== Extrait du texte ==
========
Quand elle n’est pas sur son tracteur, elle met aux normes l’entreprise et diversifie l’assolement. Elle mutualise les travaux avec la ferme de son cousin qu’elle gère à façon, soit au total 320 ha. Comme si cela ne suffisait pas, elle s’engage comme vice-présidente pour l’installation des Jeunes Agriculteurs de l’Aisne (dossier qu’elle suit toujours comme élue de chambre d’agriculture).

En 2017, un voisin lui propose de s’associer pour créer un méthaniseur à injection. La localisation de la ferme à 800 mètres du réseau GRDF de Saint-Quentin est idéale. « L’équilibre financier de la ferme était fragile. C’était une solution à tenter : essayer pour ne pas avoir de regrets. Je ne me voyais pas toute ma carrière sur un tracteur », raconte l’audacieuse entrepreneuse. Deux ans de projet et neuf mois de construction plus tard, le méthaniseur, le centième de France à injection gaz, est prêt à passer progressivement à 260 nm3. Son associé gère les approvisionnements et le plan d’épandage (1 700 ha), Antoinette le suivi biologique et technique. Mais rapidement la charge de travail entre la ferme et la méthanisation devient trop importante pour l’agricultrice.
========
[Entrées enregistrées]
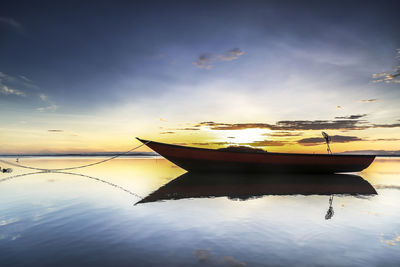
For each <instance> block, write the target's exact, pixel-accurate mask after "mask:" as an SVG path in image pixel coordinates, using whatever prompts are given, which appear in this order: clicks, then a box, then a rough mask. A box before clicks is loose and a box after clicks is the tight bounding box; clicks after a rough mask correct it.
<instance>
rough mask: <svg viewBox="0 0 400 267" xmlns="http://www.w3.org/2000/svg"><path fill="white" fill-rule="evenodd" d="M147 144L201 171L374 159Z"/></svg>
mask: <svg viewBox="0 0 400 267" xmlns="http://www.w3.org/2000/svg"><path fill="white" fill-rule="evenodd" d="M139 140H140V141H142V142H143V143H146V142H148V141H146V140H141V139H139ZM146 145H147V146H148V147H150V148H151V149H153V150H154V151H156V152H157V153H158V154H160V155H161V156H163V157H165V158H166V159H168V160H169V161H171V162H173V163H174V164H176V165H178V166H179V167H181V168H183V169H185V170H188V171H198V172H204V171H212V172H216V171H221V172H229V171H234V172H302V173H310V172H316V173H335V172H358V171H362V170H363V169H365V168H367V167H368V166H369V165H370V164H371V163H372V162H373V160H374V158H375V156H373V155H372V156H371V155H328V154H294V153H293V154H289V153H259V152H254V153H253V152H227V151H219V150H215V149H202V148H194V147H185V146H177V145H169V144H164V143H158V142H153V141H150V142H149V143H146Z"/></svg>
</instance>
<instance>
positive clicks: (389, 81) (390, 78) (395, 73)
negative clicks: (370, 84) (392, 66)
mask: <svg viewBox="0 0 400 267" xmlns="http://www.w3.org/2000/svg"><path fill="white" fill-rule="evenodd" d="M396 51H397V56H396V58H398V59H400V48H398V49H397V50H396ZM372 79H373V80H372V82H375V83H377V82H385V83H400V62H399V63H398V64H397V65H396V67H395V68H394V70H393V71H392V72H391V73H388V72H381V73H374V74H372Z"/></svg>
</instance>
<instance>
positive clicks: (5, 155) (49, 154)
mask: <svg viewBox="0 0 400 267" xmlns="http://www.w3.org/2000/svg"><path fill="white" fill-rule="evenodd" d="M310 154H311V153H310ZM337 154H339V155H343V154H344V155H345V154H347V153H337ZM117 155H119V157H157V156H160V155H159V154H158V153H155V152H132V153H126V154H123V153H121V152H95V153H46V154H37V153H35V154H0V157H5V158H29V157H113V156H117ZM360 155H363V154H360ZM376 157H379V158H382V157H384V158H387V157H389V158H399V157H400V154H399V155H393V154H388V155H383V154H380V155H376Z"/></svg>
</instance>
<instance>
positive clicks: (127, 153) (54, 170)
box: [0, 141, 151, 172]
mask: <svg viewBox="0 0 400 267" xmlns="http://www.w3.org/2000/svg"><path fill="white" fill-rule="evenodd" d="M150 142H151V141H147V142H146V143H143V144H141V145H140V146H137V147H134V148H132V149H131V150H128V151H126V152H123V153H120V154H117V155H115V156H112V157H111V158H107V159H104V160H100V161H97V162H93V163H90V164H85V165H80V166H75V167H68V168H59V169H45V168H36V167H31V166H26V165H21V164H16V163H13V162H9V161H7V160H2V159H0V162H3V163H6V164H9V165H11V166H14V167H20V168H25V169H31V170H37V171H43V172H58V171H66V170H75V169H81V168H86V167H90V166H93V165H98V164H101V163H104V162H107V161H110V160H113V159H115V158H118V157H120V156H123V155H126V154H128V153H129V152H132V151H134V150H136V149H138V148H140V147H142V146H144V145H147V144H148V143H150Z"/></svg>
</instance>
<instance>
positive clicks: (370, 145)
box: [0, 0, 400, 154]
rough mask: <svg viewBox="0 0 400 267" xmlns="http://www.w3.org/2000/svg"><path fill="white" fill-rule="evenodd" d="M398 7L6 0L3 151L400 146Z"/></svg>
mask: <svg viewBox="0 0 400 267" xmlns="http://www.w3.org/2000/svg"><path fill="white" fill-rule="evenodd" d="M399 7H400V4H398V1H18V0H17V1H15V0H14V1H4V0H3V1H1V3H0V114H1V115H0V118H1V124H0V153H2V154H5V153H48V152H54V153H67V152H68V153H71V152H110V151H127V150H129V149H131V148H132V147H134V146H136V145H138V144H139V142H138V141H136V140H135V139H134V138H135V137H136V136H138V137H141V138H144V139H150V140H155V141H161V142H168V143H175V144H183V145H190V146H197V147H209V148H219V147H224V146H229V145H247V146H253V147H257V148H263V149H266V150H267V151H274V152H306V153H326V147H325V145H324V143H323V139H322V135H321V131H325V132H327V133H328V134H330V135H331V136H332V140H333V144H332V146H331V148H332V151H333V152H336V153H338V152H345V151H358V152H360V151H361V152H365V153H376V152H377V151H379V152H380V153H393V152H395V151H399V150H400V135H399V134H398V132H399V129H400V105H399V103H400V75H399V73H400V30H399V29H400V19H399V15H398V10H399ZM146 149H147V148H144V147H142V148H140V150H141V151H148V149H147V150H146Z"/></svg>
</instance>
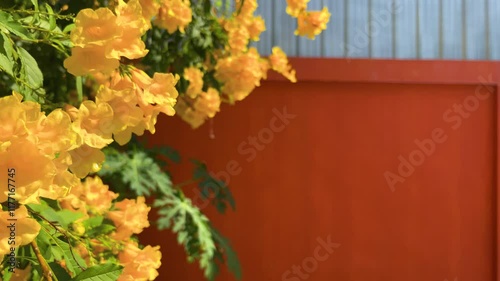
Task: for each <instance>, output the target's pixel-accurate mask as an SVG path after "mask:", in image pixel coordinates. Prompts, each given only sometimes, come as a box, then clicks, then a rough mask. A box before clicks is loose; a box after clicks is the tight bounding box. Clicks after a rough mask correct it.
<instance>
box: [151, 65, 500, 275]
mask: <svg viewBox="0 0 500 281" xmlns="http://www.w3.org/2000/svg"><path fill="white" fill-rule="evenodd" d="M293 63H294V65H295V67H296V68H297V72H298V78H299V81H300V82H299V83H297V84H290V83H288V82H286V81H284V80H282V79H279V78H277V77H276V76H272V77H271V81H268V82H265V83H263V85H262V86H261V87H260V88H258V89H257V90H256V91H255V92H254V93H252V94H251V95H250V96H249V97H248V98H247V99H245V100H244V101H242V102H239V103H237V104H236V106H224V107H223V108H222V111H221V113H220V114H218V115H217V117H216V118H215V120H214V122H213V128H214V131H215V139H210V138H209V127H210V125H209V124H208V123H207V124H206V125H204V126H203V127H202V128H200V129H198V130H195V131H193V130H191V129H190V128H189V127H188V125H187V124H184V123H183V122H182V121H180V120H179V119H178V118H171V117H170V118H160V120H159V122H158V127H159V128H158V130H157V134H156V135H154V137H153V138H151V139H150V142H151V144H167V145H170V146H172V147H174V148H176V149H178V150H179V151H180V152H181V154H182V155H183V156H184V160H185V161H184V162H185V163H184V165H182V166H180V167H175V168H174V172H173V174H174V176H175V178H174V181H178V182H180V181H183V180H185V179H187V178H188V177H189V175H190V172H191V168H192V167H191V166H190V164H189V163H188V161H187V159H188V158H197V159H203V160H205V161H206V162H207V164H208V165H209V167H210V168H211V170H212V171H214V172H215V173H218V174H219V175H220V176H222V177H223V178H222V179H224V178H226V179H227V180H229V185H230V186H231V187H232V190H233V192H234V195H235V199H236V202H237V210H236V212H229V213H228V214H226V215H218V214H217V213H216V212H215V211H214V210H213V207H211V206H208V207H206V208H204V209H203V211H206V212H207V213H208V215H209V217H210V219H211V220H213V221H214V223H215V225H216V226H217V227H218V228H219V229H220V230H221V232H222V233H223V234H225V235H226V236H227V237H229V238H230V239H231V241H232V243H233V245H234V248H235V249H236V251H237V252H238V254H239V256H240V259H241V263H242V266H243V275H244V278H243V280H245V281H260V280H263V281H268V280H269V281H271V280H284V281H287V280H288V281H298V280H312V281H315V280H317V281H329V280H343V281H344V280H345V281H368V280H374V281H375V280H380V281H393V280H394V281H396V280H398V281H399V280H405V281H422V280H426V281H427V280H437V281H443V280H446V279H448V280H455V278H457V280H478V281H483V280H484V281H487V280H498V279H496V278H497V276H496V274H497V262H498V259H497V239H498V235H497V205H498V204H497V201H498V200H497V196H498V192H497V188H498V184H497V174H498V170H497V169H498V165H497V161H498V160H497V159H498V155H497V153H498V137H497V133H498V128H497V126H498V122H497V120H498V116H497V114H498V104H497V98H496V84H497V82H498V81H500V79H498V78H499V75H498V73H499V72H498V70H500V67H499V66H500V64H498V63H488V62H404V61H399V62H397V61H370V60H358V61H357V60H354V61H351V62H347V61H343V60H314V59H295V60H294V61H293ZM482 80H484V81H487V84H488V85H490V86H493V87H486V86H483V87H481V86H479V85H481V83H482ZM488 90H490V92H489V91H488ZM464 102H465V104H464ZM476 103H477V104H476ZM460 105H462V106H463V107H462V108H463V112H461V111H460V109H459V107H457V106H460ZM285 109H286V112H288V114H290V116H289V118H288V119H286V120H284V121H283V120H282V119H283V116H282V115H283V112H284V111H285ZM277 112H278V113H277ZM292 116H293V117H292ZM253 138H255V139H256V140H255V139H253ZM252 139H253V141H256V142H257V143H258V144H257V146H252V145H251V144H250V142H252ZM422 146H424V148H422ZM418 151H421V152H418ZM410 156H411V157H413V163H414V165H412V166H413V168H414V171H413V172H411V173H410V172H408V173H405V171H402V172H403V173H400V172H398V166H400V165H403V164H401V162H405V161H409V162H410V164H411V162H412V160H410V159H411V157H410ZM419 157H420V158H419ZM401 159H404V160H401ZM417 164H418V165H417ZM228 165H229V166H230V167H229V168H228ZM407 165H408V164H407ZM406 168H408V167H406ZM229 172H232V175H229V176H227V175H228V174H229ZM389 172H390V173H393V174H392V176H391V179H392V181H393V184H389V183H388V180H387V178H386V177H387V175H388V173H389ZM397 176H399V178H397V179H396V177H397ZM192 188H194V187H188V188H187V192H188V193H190V190H191V189H192ZM143 237H145V238H146V241H147V242H148V243H151V244H160V245H161V247H162V250H163V255H164V259H163V266H162V268H161V270H160V271H161V274H160V277H159V280H190V281H197V280H200V281H201V280H203V278H202V275H201V273H200V271H199V270H198V265H197V264H193V265H186V262H185V254H184V253H183V250H182V248H181V247H180V246H177V245H176V242H175V237H174V236H173V235H172V234H170V233H169V232H168V231H164V232H161V233H157V232H156V231H154V230H153V229H149V230H147V231H146V232H145V233H144V235H143ZM319 240H324V241H327V240H331V245H330V246H331V247H330V248H329V249H328V250H324V249H323V248H321V245H323V244H324V243H323V242H319ZM294 265H296V266H300V267H301V269H300V272H299V271H297V268H294ZM294 270H295V271H294ZM287 271H288V273H287ZM217 280H234V279H233V278H232V277H231V276H230V275H229V274H227V272H225V271H224V272H223V274H221V276H220V278H218V279H217Z"/></svg>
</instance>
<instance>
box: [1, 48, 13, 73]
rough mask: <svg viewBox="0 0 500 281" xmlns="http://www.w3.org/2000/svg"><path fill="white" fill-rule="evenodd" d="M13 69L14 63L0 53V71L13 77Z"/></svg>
mask: <svg viewBox="0 0 500 281" xmlns="http://www.w3.org/2000/svg"><path fill="white" fill-rule="evenodd" d="M13 68H14V63H13V62H12V61H11V60H9V58H8V57H7V56H6V55H5V54H2V53H0V71H5V72H6V73H7V74H9V75H10V76H14V73H13Z"/></svg>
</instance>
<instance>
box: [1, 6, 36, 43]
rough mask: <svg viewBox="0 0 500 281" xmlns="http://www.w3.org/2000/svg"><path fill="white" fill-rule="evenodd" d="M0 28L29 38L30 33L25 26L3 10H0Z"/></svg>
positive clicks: (5, 31)
mask: <svg viewBox="0 0 500 281" xmlns="http://www.w3.org/2000/svg"><path fill="white" fill-rule="evenodd" d="M0 30H1V31H3V32H10V33H13V34H15V35H17V36H19V37H20V38H22V39H30V38H31V35H30V33H29V32H28V30H27V29H26V28H24V27H23V26H22V25H21V24H20V23H19V22H18V21H16V20H15V19H14V18H13V17H12V15H10V14H9V13H6V12H4V11H0Z"/></svg>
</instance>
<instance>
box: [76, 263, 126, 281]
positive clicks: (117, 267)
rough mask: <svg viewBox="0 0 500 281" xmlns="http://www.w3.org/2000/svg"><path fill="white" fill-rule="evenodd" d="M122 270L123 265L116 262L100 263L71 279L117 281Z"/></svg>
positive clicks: (85, 270) (93, 280) (121, 272)
mask: <svg viewBox="0 0 500 281" xmlns="http://www.w3.org/2000/svg"><path fill="white" fill-rule="evenodd" d="M122 271H123V267H121V266H119V265H116V264H100V265H96V266H93V267H90V268H88V269H87V270H85V271H83V272H82V273H80V274H78V275H77V276H76V277H75V278H73V279H71V281H115V280H117V279H118V277H119V276H120V274H121V273H122Z"/></svg>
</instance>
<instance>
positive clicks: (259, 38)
mask: <svg viewBox="0 0 500 281" xmlns="http://www.w3.org/2000/svg"><path fill="white" fill-rule="evenodd" d="M247 29H248V33H249V35H250V39H252V40H253V41H259V39H260V34H261V33H262V32H264V31H266V23H265V21H264V19H263V18H262V17H261V16H258V17H255V18H253V19H252V21H251V22H250V24H249V25H248V26H247Z"/></svg>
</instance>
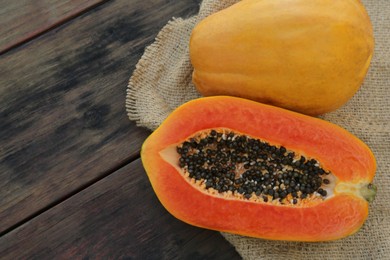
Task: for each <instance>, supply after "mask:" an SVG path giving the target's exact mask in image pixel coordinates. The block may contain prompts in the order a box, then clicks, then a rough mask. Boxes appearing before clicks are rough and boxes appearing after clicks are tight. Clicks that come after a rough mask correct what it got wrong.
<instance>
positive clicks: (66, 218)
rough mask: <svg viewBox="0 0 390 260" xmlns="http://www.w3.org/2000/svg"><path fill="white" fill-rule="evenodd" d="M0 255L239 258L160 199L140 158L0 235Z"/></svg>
mask: <svg viewBox="0 0 390 260" xmlns="http://www.w3.org/2000/svg"><path fill="white" fill-rule="evenodd" d="M0 255H1V256H2V257H4V258H5V259H191V260H195V259H229V260H234V259H240V257H239V255H238V254H237V253H236V251H235V250H234V248H233V247H232V246H231V245H230V244H228V243H227V241H226V240H224V238H223V237H222V236H221V235H220V234H219V233H218V232H214V231H209V230H205V229H200V228H196V227H192V226H190V225H187V224H185V223H184V222H181V221H179V220H177V219H175V218H174V217H173V216H171V215H170V214H169V213H168V212H167V211H166V210H165V209H164V208H163V207H162V206H161V204H160V203H159V201H158V200H157V197H156V196H155V194H154V192H153V190H152V188H151V185H150V183H149V181H148V179H147V177H146V173H145V172H144V171H143V169H142V165H141V162H140V160H136V161H135V162H133V163H131V164H129V165H127V166H126V167H123V168H121V169H120V170H118V171H117V172H115V173H114V174H111V175H110V176H108V177H106V178H105V179H103V180H101V181H99V182H98V183H95V184H94V185H92V186H91V187H89V188H88V189H86V190H84V191H82V192H80V193H78V194H77V195H75V196H73V197H72V198H70V199H68V200H67V201H65V202H63V203H61V204H59V205H57V206H55V207H54V208H52V209H50V210H49V211H47V212H45V213H43V214H41V215H40V216H38V217H37V218H35V219H34V220H32V221H30V222H29V223H27V224H26V225H23V226H21V227H19V228H17V229H16V230H13V231H12V232H10V233H8V234H6V235H5V236H3V237H2V238H0Z"/></svg>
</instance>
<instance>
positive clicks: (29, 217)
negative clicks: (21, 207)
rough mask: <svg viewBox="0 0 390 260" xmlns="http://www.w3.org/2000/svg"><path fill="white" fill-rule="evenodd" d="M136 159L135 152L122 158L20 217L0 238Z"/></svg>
========
Reprenez le récit sur la ferme et le méthaniseur d'Antoinette à partir de sa dernière phrase. Ces enregistrements proviennent d'une autre source.

== Réponse rédigée ==
Le choix d’un accompagnement humain

Pierre, son mari, fils d’agriculteur de l’Oise, occupe alors un poste de cadre dans la finance. À ses études de comptabilité, il choisit d’ajouter un bac agricole, tout en hésitant à revenir dans la ferme. « Cela n’avait de sens que si j’apportais de la plus-value, avoue-t-il, d’autant plus que conduire le tracteur ou effectuer les travaux de mécanisation n’est ni mon fort, ni mon objectif ». Autre interrogation, comment travailler en couple, concilier vie familiale et vie professionnelle? L’année 2016 et les résultats économiques catastrophiques créent encore plus d’incertitudes.

« Nous étions le nez dans le guidon, se souvient Pierre, sans trop savoir où nous allions et comment. Le salarié de la ferme arrivant à la retraite, nous avions du mal à nous projeter ». Le couple décide alors de faire appel à un coach spécialisé dans l’accompagnement des agriculteurs pour leur projet (Michel François de Cresco conseil). « Nous avons travaillé sur nos valeurs, ce qui fait sens pour nous, et défini nos priorités. Nous avons aussi appris à comprendre le fonctionnement de chacun et nos talents sur lesquels nous appuyer ».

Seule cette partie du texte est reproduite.